● **Given task**
Write out the data word for word, starting at the line that contains "# point at: the brown" and continuing through the last line of the data.

● **Records for the task**

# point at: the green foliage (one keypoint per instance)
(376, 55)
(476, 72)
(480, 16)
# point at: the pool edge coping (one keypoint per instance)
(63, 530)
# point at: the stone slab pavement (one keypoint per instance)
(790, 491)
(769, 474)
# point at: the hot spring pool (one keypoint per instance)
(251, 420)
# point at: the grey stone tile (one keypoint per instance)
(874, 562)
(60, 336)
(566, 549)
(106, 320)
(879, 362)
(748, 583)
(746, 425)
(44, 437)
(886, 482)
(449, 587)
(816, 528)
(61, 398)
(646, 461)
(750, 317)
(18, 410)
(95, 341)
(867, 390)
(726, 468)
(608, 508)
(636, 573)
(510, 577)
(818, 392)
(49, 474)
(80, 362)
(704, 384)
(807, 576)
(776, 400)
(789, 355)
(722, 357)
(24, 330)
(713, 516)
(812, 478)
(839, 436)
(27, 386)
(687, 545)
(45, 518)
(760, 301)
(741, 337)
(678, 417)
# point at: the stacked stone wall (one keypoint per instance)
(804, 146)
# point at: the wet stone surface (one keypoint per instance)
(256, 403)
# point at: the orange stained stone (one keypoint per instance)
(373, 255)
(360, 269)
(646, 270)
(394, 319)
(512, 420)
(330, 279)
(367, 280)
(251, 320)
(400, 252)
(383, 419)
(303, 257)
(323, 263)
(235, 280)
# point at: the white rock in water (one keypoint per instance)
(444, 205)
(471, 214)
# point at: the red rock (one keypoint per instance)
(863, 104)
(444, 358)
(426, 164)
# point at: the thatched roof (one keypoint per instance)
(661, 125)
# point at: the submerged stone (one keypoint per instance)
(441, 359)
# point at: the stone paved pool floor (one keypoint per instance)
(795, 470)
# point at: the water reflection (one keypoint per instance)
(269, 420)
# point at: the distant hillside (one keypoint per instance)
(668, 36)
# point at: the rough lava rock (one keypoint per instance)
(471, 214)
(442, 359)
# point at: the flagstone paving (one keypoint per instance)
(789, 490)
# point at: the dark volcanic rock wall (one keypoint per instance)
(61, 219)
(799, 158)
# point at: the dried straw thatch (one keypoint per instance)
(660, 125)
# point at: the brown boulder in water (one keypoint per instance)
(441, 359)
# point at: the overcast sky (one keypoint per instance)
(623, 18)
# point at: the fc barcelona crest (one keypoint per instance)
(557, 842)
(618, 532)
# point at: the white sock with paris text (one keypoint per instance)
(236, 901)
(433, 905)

● **Result of the task**
# point at: the brown boulder in water (one keypoint per instance)
(441, 359)
# point at: the overcast sky (one keypoint per instance)
(623, 18)
# point at: the fc barcelona crest (one keypoint per instance)
(557, 842)
(618, 532)
# point at: the white sock with paris text (one keypoint per instance)
(236, 901)
(433, 905)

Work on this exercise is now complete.